AVAILABLE RECORDS =>

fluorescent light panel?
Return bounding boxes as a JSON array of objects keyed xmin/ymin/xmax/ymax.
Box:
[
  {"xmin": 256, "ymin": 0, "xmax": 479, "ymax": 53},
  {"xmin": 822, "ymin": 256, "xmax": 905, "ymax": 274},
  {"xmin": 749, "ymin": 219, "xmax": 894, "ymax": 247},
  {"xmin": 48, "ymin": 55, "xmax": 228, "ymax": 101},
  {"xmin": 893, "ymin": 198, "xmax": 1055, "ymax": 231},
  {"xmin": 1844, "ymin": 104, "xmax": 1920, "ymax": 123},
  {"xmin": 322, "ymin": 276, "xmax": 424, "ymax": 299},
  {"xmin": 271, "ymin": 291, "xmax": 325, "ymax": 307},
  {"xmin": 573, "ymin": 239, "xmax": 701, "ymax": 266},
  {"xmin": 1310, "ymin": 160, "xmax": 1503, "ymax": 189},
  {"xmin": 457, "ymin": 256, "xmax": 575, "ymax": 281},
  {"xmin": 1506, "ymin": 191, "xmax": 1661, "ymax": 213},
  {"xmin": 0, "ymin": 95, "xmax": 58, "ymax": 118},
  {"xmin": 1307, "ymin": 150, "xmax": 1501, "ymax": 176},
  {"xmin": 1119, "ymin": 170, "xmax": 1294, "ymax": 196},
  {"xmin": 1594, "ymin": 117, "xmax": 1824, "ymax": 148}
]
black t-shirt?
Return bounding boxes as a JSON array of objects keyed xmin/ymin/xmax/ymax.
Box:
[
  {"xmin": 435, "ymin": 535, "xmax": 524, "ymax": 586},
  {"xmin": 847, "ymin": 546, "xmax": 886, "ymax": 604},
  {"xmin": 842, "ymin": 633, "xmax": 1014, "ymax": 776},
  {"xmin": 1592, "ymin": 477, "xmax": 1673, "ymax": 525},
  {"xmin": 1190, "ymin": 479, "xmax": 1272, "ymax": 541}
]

TASK TO CARRY OUT =>
Print each entry above again, exactly as it was given.

WORKED SOLUTION =>
fluorescent light panel?
Return bounding boxes as a JSON array of objects keyed xmin/ymin/xmax/ymax.
Box:
[
  {"xmin": 256, "ymin": 0, "xmax": 479, "ymax": 53},
  {"xmin": 822, "ymin": 256, "xmax": 905, "ymax": 274},
  {"xmin": 749, "ymin": 219, "xmax": 894, "ymax": 247},
  {"xmin": 48, "ymin": 55, "xmax": 228, "ymax": 101},
  {"xmin": 893, "ymin": 198, "xmax": 1055, "ymax": 231},
  {"xmin": 1844, "ymin": 104, "xmax": 1920, "ymax": 123},
  {"xmin": 322, "ymin": 276, "xmax": 424, "ymax": 299},
  {"xmin": 271, "ymin": 291, "xmax": 325, "ymax": 307},
  {"xmin": 573, "ymin": 239, "xmax": 701, "ymax": 266},
  {"xmin": 1310, "ymin": 160, "xmax": 1503, "ymax": 189},
  {"xmin": 457, "ymin": 256, "xmax": 575, "ymax": 281},
  {"xmin": 1506, "ymin": 191, "xmax": 1661, "ymax": 213},
  {"xmin": 0, "ymin": 95, "xmax": 58, "ymax": 118},
  {"xmin": 1307, "ymin": 150, "xmax": 1501, "ymax": 176},
  {"xmin": 1119, "ymin": 170, "xmax": 1294, "ymax": 196},
  {"xmin": 1594, "ymin": 117, "xmax": 1824, "ymax": 148}
]
black t-shirt?
Return bounding boxes as a JSON array of objects keyed xmin/ymin/xmax/ymax.
Box:
[
  {"xmin": 435, "ymin": 535, "xmax": 524, "ymax": 586},
  {"xmin": 847, "ymin": 546, "xmax": 886, "ymax": 604},
  {"xmin": 842, "ymin": 633, "xmax": 1014, "ymax": 776},
  {"xmin": 1592, "ymin": 477, "xmax": 1673, "ymax": 525},
  {"xmin": 1190, "ymin": 479, "xmax": 1272, "ymax": 541}
]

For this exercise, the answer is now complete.